(Dataset records on object locations)
══════════════════════════════
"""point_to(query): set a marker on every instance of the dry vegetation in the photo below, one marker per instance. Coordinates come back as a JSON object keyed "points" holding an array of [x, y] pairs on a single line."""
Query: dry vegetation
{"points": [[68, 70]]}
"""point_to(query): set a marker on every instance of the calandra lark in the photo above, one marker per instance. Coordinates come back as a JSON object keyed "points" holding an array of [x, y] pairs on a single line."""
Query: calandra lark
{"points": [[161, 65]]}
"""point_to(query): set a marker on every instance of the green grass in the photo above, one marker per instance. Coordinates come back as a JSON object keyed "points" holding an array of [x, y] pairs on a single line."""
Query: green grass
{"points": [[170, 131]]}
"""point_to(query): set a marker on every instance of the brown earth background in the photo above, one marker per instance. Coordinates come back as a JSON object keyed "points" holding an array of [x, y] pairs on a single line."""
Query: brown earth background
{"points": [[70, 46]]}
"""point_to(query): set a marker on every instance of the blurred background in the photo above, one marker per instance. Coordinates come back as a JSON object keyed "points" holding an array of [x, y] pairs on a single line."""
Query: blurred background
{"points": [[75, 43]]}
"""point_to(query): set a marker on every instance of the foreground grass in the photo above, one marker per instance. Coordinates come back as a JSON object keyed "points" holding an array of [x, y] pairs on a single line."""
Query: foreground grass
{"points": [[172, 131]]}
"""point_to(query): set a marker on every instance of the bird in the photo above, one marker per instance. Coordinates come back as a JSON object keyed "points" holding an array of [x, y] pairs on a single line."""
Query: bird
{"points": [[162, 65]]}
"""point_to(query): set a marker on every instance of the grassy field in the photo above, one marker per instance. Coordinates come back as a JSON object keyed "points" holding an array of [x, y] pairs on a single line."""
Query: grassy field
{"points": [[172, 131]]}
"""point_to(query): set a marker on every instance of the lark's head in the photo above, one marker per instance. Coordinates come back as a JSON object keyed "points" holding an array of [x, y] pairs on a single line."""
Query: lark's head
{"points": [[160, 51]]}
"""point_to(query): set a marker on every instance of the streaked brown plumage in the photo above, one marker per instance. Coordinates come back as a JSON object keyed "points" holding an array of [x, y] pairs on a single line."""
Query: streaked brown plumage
══════════════════════════════
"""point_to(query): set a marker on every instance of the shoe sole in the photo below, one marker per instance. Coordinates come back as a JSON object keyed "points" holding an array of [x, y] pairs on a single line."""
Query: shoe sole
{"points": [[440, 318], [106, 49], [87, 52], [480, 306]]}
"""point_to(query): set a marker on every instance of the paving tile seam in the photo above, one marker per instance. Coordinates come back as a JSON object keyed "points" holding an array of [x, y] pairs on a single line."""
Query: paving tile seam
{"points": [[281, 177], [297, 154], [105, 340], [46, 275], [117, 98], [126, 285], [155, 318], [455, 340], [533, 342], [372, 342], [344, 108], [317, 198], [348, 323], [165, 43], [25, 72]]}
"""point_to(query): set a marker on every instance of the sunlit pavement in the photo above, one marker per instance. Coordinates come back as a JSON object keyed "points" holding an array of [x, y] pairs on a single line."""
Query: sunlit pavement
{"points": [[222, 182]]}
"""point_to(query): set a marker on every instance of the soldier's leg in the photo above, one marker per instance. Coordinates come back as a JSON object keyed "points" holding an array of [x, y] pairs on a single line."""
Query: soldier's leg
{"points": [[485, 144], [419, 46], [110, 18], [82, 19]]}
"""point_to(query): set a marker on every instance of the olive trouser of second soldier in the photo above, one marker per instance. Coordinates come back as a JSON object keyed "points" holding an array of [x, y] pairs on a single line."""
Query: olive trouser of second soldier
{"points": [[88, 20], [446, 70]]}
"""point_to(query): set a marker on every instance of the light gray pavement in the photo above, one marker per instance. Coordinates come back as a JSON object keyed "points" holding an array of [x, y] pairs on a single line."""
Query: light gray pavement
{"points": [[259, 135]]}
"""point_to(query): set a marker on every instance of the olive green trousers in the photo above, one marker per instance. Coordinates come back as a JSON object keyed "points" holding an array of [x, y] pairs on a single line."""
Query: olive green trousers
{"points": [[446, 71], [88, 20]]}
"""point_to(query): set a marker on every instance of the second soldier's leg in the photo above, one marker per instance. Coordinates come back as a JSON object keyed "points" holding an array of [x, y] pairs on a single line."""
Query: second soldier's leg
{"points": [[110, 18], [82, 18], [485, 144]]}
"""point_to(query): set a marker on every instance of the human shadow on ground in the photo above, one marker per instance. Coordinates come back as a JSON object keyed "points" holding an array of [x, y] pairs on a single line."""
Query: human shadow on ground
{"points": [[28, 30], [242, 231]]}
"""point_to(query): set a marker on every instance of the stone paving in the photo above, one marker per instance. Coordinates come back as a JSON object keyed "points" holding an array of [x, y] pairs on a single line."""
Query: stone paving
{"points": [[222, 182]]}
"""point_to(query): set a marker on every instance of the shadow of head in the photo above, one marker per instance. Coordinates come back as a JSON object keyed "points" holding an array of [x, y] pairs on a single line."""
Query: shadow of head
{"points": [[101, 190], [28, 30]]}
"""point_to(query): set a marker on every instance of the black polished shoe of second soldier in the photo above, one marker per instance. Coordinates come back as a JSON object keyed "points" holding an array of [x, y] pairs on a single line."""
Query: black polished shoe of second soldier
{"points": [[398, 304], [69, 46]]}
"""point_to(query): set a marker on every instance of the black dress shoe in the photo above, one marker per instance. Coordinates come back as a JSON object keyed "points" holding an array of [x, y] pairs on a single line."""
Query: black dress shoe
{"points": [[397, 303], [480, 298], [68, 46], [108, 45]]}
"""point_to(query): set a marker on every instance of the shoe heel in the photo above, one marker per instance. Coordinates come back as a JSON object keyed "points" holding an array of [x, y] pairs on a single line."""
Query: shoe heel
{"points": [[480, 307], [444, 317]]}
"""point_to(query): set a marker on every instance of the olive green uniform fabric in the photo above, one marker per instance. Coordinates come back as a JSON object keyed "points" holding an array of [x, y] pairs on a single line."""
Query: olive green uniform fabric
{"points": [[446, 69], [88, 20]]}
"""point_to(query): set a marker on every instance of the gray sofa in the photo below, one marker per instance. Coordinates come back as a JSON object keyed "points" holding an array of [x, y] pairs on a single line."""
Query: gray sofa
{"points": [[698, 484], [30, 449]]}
══════════════════════════════
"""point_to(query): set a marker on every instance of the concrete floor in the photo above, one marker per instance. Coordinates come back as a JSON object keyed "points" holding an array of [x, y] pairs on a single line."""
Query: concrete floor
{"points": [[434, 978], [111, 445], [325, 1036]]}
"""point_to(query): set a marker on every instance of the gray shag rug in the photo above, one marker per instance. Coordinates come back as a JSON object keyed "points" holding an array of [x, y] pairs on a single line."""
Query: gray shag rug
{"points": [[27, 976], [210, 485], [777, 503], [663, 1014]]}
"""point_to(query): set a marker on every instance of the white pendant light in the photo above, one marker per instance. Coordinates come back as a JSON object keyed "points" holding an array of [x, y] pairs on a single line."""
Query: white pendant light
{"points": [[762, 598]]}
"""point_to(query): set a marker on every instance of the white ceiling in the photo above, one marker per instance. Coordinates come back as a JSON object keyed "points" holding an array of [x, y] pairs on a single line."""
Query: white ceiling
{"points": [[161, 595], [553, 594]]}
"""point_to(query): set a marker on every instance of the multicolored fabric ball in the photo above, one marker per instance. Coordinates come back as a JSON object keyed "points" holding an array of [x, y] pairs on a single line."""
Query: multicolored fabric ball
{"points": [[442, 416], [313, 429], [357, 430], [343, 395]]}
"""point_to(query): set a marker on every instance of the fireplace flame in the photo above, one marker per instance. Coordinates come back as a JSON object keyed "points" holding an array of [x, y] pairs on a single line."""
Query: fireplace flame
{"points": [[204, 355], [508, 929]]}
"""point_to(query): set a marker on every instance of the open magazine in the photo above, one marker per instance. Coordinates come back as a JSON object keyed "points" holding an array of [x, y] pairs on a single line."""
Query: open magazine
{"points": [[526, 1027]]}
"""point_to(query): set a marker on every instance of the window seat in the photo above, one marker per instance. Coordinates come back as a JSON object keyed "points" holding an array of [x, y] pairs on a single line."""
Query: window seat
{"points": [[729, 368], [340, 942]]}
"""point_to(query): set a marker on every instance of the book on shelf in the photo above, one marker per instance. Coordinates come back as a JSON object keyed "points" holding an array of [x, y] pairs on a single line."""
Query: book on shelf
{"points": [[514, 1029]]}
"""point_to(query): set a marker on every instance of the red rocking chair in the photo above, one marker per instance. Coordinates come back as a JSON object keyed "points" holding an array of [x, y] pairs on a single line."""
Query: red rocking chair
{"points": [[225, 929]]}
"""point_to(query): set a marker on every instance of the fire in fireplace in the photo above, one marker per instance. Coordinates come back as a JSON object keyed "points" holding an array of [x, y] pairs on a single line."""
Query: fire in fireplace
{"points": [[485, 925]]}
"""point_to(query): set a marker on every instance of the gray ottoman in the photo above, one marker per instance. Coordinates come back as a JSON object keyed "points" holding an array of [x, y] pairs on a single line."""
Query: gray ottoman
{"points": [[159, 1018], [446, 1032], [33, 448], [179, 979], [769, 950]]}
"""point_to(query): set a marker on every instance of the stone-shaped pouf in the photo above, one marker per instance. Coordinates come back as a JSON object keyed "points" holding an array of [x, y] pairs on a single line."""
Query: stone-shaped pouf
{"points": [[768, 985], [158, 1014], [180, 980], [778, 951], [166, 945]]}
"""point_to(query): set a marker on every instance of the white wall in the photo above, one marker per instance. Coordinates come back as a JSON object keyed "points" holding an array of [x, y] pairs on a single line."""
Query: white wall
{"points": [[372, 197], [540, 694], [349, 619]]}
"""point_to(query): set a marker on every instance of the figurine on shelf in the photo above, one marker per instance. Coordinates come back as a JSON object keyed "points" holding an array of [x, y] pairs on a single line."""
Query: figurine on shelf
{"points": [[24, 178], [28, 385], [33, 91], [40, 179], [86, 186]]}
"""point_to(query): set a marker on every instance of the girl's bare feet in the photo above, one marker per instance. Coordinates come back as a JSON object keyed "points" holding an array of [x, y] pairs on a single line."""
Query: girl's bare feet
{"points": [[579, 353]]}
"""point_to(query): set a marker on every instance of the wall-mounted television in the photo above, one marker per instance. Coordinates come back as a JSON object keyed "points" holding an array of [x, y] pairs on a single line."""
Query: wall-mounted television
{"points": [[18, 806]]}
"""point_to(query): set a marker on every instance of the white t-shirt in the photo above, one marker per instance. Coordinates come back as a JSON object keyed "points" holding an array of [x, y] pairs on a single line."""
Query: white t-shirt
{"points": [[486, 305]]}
══════════════════════════════
Objective =>
Report every line of the items above that contains the string "pouf", copying each such line in full. Treat the match as case-sensitive.

Written solution =>
"""point_to(query): set a marker on every instance of the stone-shaped pouf in the photo above, one marker per instance. Coordinates come back as a JSON object keyed "points" holding an array of [x, y] pairs on a single line."""
Query: stone-shaped pouf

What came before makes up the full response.